Dataset rows
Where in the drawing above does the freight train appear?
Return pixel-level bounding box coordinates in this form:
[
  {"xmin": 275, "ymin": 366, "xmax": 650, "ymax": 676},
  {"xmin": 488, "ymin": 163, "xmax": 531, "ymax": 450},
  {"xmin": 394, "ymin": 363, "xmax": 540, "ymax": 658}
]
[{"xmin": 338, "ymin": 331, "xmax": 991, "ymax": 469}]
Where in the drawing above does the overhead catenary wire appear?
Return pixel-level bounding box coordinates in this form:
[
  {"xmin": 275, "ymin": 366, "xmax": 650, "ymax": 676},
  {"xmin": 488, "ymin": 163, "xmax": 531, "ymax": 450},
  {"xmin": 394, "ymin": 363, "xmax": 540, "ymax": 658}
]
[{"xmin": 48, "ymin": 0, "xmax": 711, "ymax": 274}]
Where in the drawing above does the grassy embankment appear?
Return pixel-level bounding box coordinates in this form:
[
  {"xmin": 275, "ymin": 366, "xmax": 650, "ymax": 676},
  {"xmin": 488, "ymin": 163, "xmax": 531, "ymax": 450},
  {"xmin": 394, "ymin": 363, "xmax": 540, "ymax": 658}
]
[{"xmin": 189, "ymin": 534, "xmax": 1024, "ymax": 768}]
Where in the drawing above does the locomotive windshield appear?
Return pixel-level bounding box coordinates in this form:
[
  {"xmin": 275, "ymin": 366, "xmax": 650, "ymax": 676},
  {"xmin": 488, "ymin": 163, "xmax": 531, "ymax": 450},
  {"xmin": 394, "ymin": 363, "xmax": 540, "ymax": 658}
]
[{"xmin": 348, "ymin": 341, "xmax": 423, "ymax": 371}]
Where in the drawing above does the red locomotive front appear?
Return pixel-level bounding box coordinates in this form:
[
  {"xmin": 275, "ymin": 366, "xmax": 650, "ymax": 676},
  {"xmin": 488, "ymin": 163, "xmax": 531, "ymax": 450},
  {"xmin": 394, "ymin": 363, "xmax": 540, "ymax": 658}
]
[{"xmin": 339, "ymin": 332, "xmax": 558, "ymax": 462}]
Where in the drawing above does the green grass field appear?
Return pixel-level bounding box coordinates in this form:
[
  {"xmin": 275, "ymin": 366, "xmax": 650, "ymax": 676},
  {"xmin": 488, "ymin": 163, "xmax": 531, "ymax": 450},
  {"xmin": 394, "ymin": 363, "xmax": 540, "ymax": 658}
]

*THE EXERCISE*
Reproduce all of the items above, substituting "absolute" for each occurrence of "pixel-level" and changing nothing else.

*ANSWER FOR THIS EXERCISE*
Where in the drawing above does the freight train appear?
Return absolute bounding box coordinates in this form:
[
  {"xmin": 275, "ymin": 366, "xmax": 650, "ymax": 676},
  {"xmin": 488, "ymin": 163, "xmax": 531, "ymax": 450},
  {"xmin": 394, "ymin": 363, "xmax": 540, "ymax": 658}
]
[{"xmin": 338, "ymin": 331, "xmax": 991, "ymax": 469}]
Where in the drawing above does the overhead catenary wire appear?
Return absolute bounding box coordinates in this form:
[
  {"xmin": 275, "ymin": 366, "xmax": 650, "ymax": 676},
  {"xmin": 488, "ymin": 163, "xmax": 531, "ymax": 450},
  {"xmin": 394, "ymin": 363, "xmax": 540, "ymax": 658}
]
[{"xmin": 48, "ymin": 0, "xmax": 711, "ymax": 274}]
Where in the drawing above does the grassy embankment appear?
Return absolute bounding box coordinates in this form:
[
  {"xmin": 275, "ymin": 366, "xmax": 650, "ymax": 676},
  {"xmin": 488, "ymin": 163, "xmax": 531, "ymax": 450},
  {"xmin": 394, "ymin": 363, "xmax": 540, "ymax": 658}
]
[{"xmin": 189, "ymin": 534, "xmax": 1024, "ymax": 768}]
Where in the drawing above does the locomotive windshield appear?
Return absolute bounding box coordinates in this form:
[
  {"xmin": 275, "ymin": 366, "xmax": 650, "ymax": 676},
  {"xmin": 488, "ymin": 163, "xmax": 531, "ymax": 450},
  {"xmin": 394, "ymin": 363, "xmax": 540, "ymax": 658}
]
[{"xmin": 348, "ymin": 341, "xmax": 423, "ymax": 371}]
Where in the drawing above does the red locomotive front appear?
Return absolute bounding box coordinates in this form:
[
  {"xmin": 275, "ymin": 366, "xmax": 650, "ymax": 676},
  {"xmin": 488, "ymin": 163, "xmax": 531, "ymax": 450},
  {"xmin": 394, "ymin": 363, "xmax": 540, "ymax": 658}
]
[{"xmin": 339, "ymin": 332, "xmax": 558, "ymax": 462}]
Where in the drawing above does the green grass field appear?
Return absolute bounding box coordinates in this form:
[
  {"xmin": 275, "ymin": 366, "xmax": 650, "ymax": 676},
  {"xmin": 488, "ymin": 163, "xmax": 531, "ymax": 450},
  {"xmin": 394, "ymin": 363, "xmax": 540, "ymax": 658}
]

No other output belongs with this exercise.